JOB: State the number of lines in the material below that contain the word "band". Respond with the number alone.

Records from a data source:
○ ○ ○

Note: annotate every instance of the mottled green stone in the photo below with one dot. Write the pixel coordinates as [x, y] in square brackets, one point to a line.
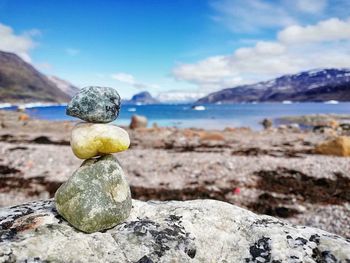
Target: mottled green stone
[96, 197]
[95, 104]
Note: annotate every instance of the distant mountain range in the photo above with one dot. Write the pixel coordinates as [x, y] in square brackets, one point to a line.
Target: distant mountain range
[315, 85]
[21, 82]
[143, 97]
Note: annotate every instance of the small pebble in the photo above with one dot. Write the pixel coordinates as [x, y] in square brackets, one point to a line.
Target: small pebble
[89, 140]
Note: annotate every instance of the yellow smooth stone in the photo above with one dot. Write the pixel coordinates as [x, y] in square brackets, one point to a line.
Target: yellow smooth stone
[95, 139]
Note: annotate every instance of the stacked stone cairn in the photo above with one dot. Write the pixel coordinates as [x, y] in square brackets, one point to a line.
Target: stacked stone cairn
[97, 196]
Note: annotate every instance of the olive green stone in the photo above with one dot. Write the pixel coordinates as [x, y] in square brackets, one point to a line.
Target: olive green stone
[96, 197]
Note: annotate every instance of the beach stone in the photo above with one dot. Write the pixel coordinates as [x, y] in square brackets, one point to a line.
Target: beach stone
[267, 124]
[95, 104]
[339, 146]
[91, 139]
[96, 197]
[138, 121]
[174, 231]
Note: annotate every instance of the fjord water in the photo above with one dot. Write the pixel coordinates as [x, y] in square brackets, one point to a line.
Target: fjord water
[213, 117]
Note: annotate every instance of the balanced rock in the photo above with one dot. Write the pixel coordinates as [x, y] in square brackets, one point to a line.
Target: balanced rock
[138, 121]
[339, 146]
[96, 197]
[192, 231]
[95, 104]
[92, 139]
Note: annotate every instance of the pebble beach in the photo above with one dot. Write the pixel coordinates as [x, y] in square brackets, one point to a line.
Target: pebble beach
[274, 172]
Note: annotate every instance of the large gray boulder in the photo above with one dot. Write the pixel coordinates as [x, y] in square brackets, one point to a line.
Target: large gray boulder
[191, 231]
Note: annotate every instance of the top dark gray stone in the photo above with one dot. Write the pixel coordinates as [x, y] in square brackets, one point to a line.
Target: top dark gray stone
[95, 104]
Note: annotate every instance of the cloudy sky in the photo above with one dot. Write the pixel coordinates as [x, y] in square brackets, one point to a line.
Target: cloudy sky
[192, 46]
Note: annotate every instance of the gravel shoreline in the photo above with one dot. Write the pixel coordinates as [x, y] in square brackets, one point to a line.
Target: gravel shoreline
[272, 172]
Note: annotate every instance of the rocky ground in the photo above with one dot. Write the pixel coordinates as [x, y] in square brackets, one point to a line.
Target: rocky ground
[272, 172]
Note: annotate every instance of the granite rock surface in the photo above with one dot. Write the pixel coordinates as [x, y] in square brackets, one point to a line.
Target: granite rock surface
[190, 231]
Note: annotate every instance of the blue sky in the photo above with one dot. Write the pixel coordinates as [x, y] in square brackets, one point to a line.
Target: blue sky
[177, 46]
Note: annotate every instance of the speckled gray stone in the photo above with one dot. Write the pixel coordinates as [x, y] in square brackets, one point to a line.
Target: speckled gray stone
[95, 104]
[196, 231]
[96, 197]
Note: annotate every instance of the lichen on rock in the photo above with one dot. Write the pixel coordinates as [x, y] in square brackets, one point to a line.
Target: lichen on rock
[190, 231]
[95, 104]
[96, 197]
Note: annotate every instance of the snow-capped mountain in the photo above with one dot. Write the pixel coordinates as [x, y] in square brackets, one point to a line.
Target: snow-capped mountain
[179, 96]
[64, 85]
[313, 85]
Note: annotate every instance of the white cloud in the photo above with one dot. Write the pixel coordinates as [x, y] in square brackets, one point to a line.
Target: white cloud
[131, 81]
[311, 6]
[315, 46]
[18, 44]
[251, 15]
[72, 51]
[329, 30]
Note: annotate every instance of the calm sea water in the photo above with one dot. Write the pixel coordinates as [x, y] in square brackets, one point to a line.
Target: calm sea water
[213, 117]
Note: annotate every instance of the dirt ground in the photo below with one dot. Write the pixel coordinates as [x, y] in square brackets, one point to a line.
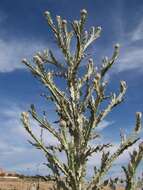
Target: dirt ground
[18, 184]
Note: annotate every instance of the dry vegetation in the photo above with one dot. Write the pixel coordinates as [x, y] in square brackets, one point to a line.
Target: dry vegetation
[21, 184]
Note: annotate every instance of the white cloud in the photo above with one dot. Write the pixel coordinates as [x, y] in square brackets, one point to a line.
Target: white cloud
[131, 58]
[137, 33]
[12, 52]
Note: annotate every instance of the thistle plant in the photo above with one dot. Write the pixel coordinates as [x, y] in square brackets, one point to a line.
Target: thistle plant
[80, 108]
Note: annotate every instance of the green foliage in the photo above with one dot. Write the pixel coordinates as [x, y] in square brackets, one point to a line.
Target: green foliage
[84, 92]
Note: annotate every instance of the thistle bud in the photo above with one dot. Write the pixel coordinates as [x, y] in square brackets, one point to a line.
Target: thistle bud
[117, 46]
[47, 13]
[141, 146]
[25, 119]
[98, 76]
[83, 12]
[138, 121]
[24, 61]
[99, 28]
[75, 22]
[38, 59]
[90, 60]
[64, 22]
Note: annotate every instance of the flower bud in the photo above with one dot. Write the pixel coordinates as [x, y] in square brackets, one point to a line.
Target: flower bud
[83, 12]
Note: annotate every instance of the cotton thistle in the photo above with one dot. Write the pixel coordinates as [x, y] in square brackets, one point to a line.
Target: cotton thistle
[79, 110]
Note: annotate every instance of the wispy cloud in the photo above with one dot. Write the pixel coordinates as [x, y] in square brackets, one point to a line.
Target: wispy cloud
[12, 52]
[137, 33]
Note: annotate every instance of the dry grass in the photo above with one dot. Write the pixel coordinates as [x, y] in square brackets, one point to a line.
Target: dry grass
[20, 184]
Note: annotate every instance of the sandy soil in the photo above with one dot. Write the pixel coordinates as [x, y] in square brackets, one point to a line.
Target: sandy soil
[18, 184]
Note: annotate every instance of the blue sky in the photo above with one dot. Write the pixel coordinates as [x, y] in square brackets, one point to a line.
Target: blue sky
[23, 31]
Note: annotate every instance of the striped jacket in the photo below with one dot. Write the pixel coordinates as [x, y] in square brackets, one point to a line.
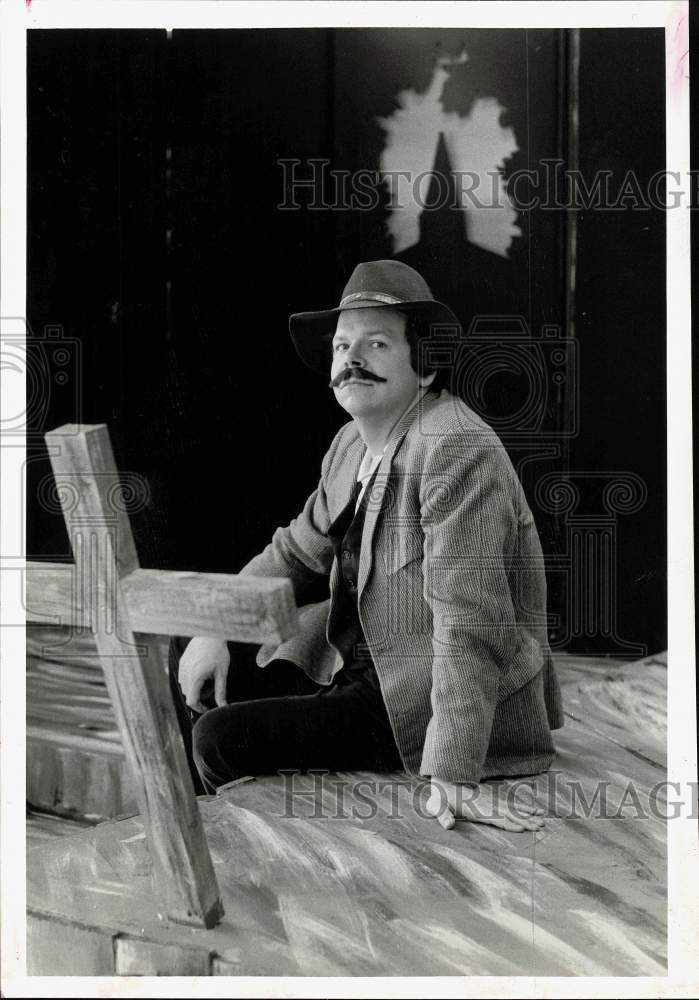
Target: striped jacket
[452, 594]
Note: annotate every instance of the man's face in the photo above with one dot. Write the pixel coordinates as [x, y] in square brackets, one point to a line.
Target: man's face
[370, 341]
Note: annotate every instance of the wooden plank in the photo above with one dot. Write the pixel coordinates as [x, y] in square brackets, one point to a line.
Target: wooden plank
[242, 608]
[67, 948]
[136, 957]
[50, 595]
[359, 881]
[237, 608]
[100, 534]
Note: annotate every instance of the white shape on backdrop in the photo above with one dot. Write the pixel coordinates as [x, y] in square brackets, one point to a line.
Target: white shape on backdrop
[476, 144]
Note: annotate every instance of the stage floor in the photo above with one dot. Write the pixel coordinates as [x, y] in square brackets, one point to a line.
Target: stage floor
[358, 882]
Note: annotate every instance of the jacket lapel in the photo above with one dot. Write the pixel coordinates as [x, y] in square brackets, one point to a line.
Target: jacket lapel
[378, 494]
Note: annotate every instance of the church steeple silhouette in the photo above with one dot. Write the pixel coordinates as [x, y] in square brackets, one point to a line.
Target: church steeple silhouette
[442, 217]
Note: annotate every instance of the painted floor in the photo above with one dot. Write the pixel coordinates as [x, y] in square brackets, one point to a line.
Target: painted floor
[359, 882]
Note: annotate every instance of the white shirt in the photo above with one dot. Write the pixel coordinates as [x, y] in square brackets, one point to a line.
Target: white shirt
[367, 468]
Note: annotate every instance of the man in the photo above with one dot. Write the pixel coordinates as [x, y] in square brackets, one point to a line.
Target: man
[431, 652]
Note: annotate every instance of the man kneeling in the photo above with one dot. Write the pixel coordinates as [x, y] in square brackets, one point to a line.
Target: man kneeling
[431, 653]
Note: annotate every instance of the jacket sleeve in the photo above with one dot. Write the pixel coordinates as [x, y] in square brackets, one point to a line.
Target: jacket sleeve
[469, 523]
[301, 551]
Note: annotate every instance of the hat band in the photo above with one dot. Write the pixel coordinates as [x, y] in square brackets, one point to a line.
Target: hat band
[388, 300]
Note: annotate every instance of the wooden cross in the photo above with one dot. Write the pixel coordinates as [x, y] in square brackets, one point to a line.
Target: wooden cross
[106, 591]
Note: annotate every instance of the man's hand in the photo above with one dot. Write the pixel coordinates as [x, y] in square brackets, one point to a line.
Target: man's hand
[202, 659]
[484, 803]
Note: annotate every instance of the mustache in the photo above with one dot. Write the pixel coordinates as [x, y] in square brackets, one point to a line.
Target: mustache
[356, 372]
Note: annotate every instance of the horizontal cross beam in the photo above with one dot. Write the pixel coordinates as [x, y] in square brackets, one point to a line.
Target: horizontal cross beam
[164, 602]
[107, 591]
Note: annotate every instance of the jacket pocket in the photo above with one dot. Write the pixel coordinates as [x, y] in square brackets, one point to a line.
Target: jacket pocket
[400, 549]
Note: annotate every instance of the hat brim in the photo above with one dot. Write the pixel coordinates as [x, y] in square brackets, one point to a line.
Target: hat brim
[312, 332]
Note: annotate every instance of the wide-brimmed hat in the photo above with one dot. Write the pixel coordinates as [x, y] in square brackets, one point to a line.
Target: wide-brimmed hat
[382, 284]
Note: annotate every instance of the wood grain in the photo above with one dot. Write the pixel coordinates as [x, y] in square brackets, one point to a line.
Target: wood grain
[237, 608]
[104, 552]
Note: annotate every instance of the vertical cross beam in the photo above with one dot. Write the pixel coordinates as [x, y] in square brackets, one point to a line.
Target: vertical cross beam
[98, 526]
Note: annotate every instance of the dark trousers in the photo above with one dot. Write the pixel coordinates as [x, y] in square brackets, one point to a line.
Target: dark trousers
[279, 719]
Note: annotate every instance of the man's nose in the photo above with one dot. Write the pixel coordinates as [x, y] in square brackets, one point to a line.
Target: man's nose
[353, 355]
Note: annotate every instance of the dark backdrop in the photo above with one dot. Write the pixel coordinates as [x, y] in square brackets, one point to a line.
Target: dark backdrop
[158, 254]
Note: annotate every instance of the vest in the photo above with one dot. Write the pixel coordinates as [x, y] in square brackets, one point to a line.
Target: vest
[345, 533]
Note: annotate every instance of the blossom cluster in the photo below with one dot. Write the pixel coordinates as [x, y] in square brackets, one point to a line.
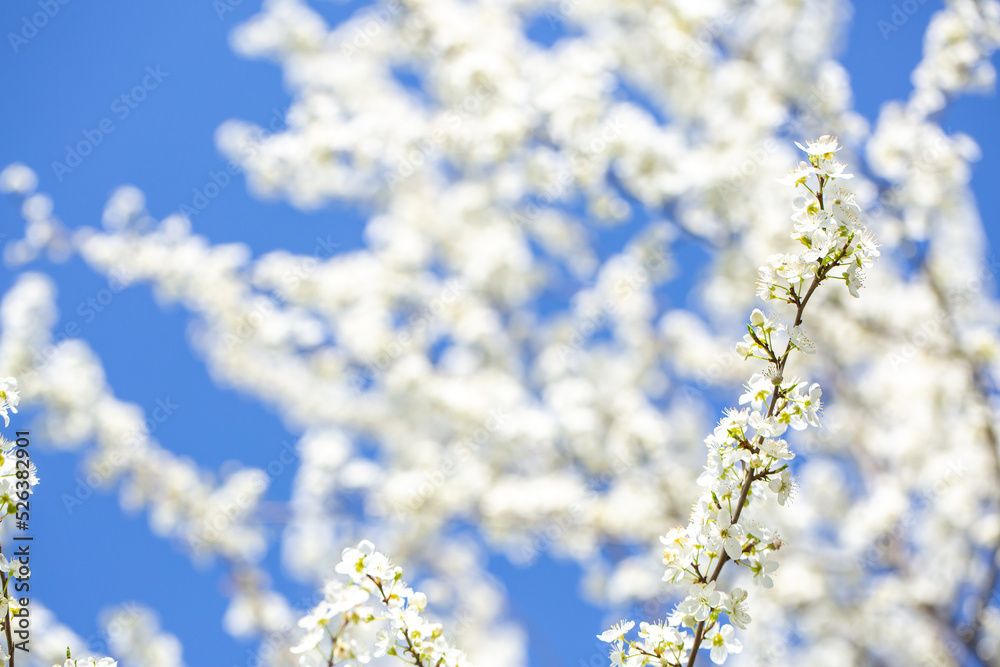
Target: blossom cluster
[748, 460]
[374, 599]
[596, 448]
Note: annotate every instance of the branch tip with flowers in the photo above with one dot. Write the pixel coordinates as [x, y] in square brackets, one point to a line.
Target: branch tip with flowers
[374, 600]
[748, 459]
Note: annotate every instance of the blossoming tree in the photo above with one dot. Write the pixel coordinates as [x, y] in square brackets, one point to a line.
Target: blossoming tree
[448, 410]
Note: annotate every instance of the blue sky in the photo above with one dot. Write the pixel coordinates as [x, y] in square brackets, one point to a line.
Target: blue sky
[67, 79]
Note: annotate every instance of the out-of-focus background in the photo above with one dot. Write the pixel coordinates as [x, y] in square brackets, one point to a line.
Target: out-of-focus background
[148, 84]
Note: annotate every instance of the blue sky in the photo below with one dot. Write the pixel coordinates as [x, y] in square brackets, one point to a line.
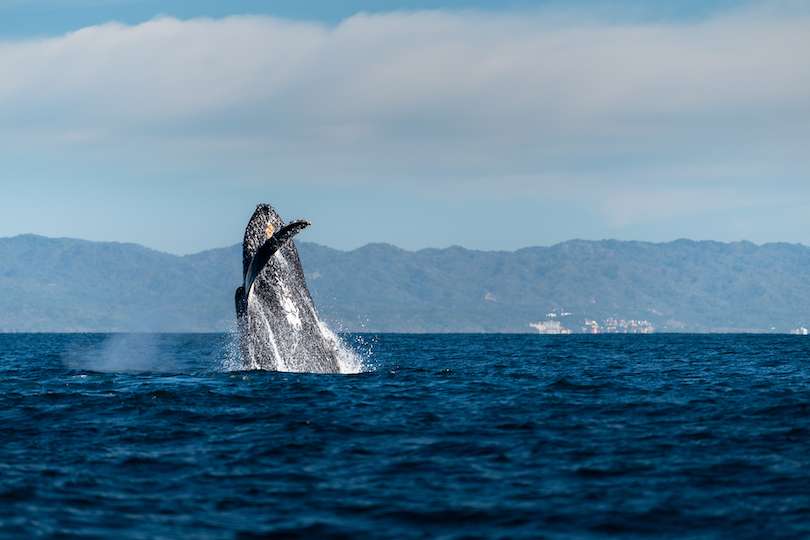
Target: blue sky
[422, 124]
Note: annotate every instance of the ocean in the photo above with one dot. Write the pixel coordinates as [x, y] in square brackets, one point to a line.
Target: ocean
[452, 436]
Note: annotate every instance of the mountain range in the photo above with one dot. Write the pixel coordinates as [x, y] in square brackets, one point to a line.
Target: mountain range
[69, 285]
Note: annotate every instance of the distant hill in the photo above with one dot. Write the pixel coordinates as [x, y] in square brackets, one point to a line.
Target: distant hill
[67, 285]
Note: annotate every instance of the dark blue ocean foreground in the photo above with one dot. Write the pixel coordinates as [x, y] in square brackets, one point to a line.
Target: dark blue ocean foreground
[444, 436]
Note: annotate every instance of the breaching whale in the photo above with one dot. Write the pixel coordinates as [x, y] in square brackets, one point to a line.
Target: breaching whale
[278, 326]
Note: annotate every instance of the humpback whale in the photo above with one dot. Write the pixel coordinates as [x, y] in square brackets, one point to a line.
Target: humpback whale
[279, 329]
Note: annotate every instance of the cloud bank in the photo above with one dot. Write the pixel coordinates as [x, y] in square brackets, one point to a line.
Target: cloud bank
[637, 120]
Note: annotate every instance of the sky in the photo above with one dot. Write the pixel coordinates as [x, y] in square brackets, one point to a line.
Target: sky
[489, 125]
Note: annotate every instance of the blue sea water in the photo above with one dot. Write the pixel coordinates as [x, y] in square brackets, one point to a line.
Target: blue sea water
[442, 436]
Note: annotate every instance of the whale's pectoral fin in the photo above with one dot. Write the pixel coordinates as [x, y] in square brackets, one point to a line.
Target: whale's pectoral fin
[241, 303]
[268, 249]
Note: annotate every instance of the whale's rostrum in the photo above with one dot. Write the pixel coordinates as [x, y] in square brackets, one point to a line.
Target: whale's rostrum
[278, 326]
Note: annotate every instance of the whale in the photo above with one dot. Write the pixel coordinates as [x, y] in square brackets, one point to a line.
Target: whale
[277, 323]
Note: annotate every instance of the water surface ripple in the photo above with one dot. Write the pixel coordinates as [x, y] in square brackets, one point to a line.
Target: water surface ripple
[446, 436]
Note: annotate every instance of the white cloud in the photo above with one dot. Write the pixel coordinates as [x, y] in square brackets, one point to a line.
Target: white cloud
[507, 106]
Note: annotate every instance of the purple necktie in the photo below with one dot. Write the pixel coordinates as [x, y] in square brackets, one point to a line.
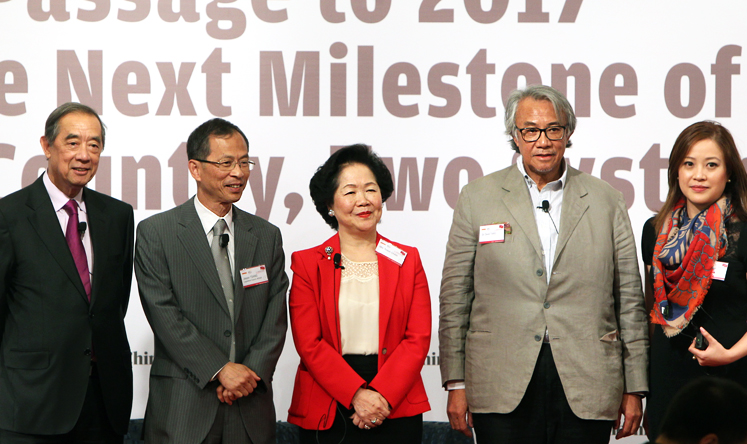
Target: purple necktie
[73, 238]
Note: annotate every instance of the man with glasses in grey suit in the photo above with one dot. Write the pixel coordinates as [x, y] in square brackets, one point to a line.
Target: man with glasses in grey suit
[213, 285]
[543, 330]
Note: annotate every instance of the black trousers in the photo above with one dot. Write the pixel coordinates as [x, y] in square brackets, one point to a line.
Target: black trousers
[92, 427]
[543, 415]
[407, 430]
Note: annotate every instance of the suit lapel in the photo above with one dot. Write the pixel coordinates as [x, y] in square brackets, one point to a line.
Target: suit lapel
[44, 220]
[244, 246]
[329, 286]
[388, 280]
[194, 240]
[573, 209]
[519, 204]
[97, 223]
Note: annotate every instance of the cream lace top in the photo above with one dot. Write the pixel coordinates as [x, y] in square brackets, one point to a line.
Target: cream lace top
[359, 307]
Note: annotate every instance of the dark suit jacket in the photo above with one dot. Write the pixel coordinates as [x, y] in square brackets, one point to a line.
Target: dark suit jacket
[404, 336]
[48, 323]
[185, 305]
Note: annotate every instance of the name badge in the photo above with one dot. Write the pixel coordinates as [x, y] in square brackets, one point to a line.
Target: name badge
[719, 270]
[391, 252]
[254, 276]
[492, 233]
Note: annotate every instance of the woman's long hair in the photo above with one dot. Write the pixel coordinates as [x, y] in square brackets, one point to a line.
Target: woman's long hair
[736, 187]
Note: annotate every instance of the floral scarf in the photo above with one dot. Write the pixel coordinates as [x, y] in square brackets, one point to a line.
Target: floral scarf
[683, 260]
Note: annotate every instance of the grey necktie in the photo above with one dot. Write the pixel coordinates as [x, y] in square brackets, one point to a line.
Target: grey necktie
[220, 255]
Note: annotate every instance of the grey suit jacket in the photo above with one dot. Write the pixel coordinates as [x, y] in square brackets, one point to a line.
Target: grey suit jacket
[495, 300]
[185, 305]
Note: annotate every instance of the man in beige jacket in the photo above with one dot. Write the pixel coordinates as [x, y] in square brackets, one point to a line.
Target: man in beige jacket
[542, 330]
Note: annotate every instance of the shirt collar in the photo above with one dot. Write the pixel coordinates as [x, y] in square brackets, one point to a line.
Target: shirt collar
[59, 199]
[208, 218]
[554, 185]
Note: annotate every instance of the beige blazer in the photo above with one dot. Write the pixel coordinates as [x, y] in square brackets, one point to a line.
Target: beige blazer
[495, 300]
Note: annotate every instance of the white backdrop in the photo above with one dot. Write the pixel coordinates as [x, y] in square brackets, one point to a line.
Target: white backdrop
[421, 81]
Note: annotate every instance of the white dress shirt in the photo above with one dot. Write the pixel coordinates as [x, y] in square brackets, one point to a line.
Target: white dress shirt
[59, 199]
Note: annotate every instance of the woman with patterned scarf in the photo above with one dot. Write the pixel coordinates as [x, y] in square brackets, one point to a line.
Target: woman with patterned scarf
[695, 251]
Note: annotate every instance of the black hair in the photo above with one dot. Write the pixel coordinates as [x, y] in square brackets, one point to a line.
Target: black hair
[325, 181]
[198, 144]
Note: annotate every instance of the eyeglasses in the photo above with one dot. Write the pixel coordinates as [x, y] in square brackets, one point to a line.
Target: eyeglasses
[531, 134]
[228, 165]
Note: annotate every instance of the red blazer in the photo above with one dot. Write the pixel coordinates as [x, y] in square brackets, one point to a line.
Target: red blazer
[404, 337]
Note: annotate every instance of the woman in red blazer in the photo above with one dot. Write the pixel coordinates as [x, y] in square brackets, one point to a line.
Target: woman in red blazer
[360, 315]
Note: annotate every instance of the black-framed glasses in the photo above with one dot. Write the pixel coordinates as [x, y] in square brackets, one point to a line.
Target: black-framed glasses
[532, 134]
[228, 165]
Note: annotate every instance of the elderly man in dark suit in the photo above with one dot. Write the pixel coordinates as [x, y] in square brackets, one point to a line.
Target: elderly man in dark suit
[65, 274]
[543, 330]
[213, 285]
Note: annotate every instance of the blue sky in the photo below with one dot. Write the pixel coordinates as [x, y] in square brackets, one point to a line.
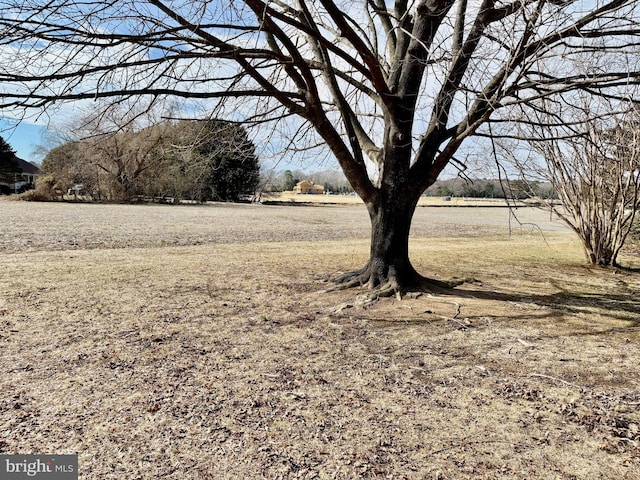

○ ○ ○

IN RESPONSE: 2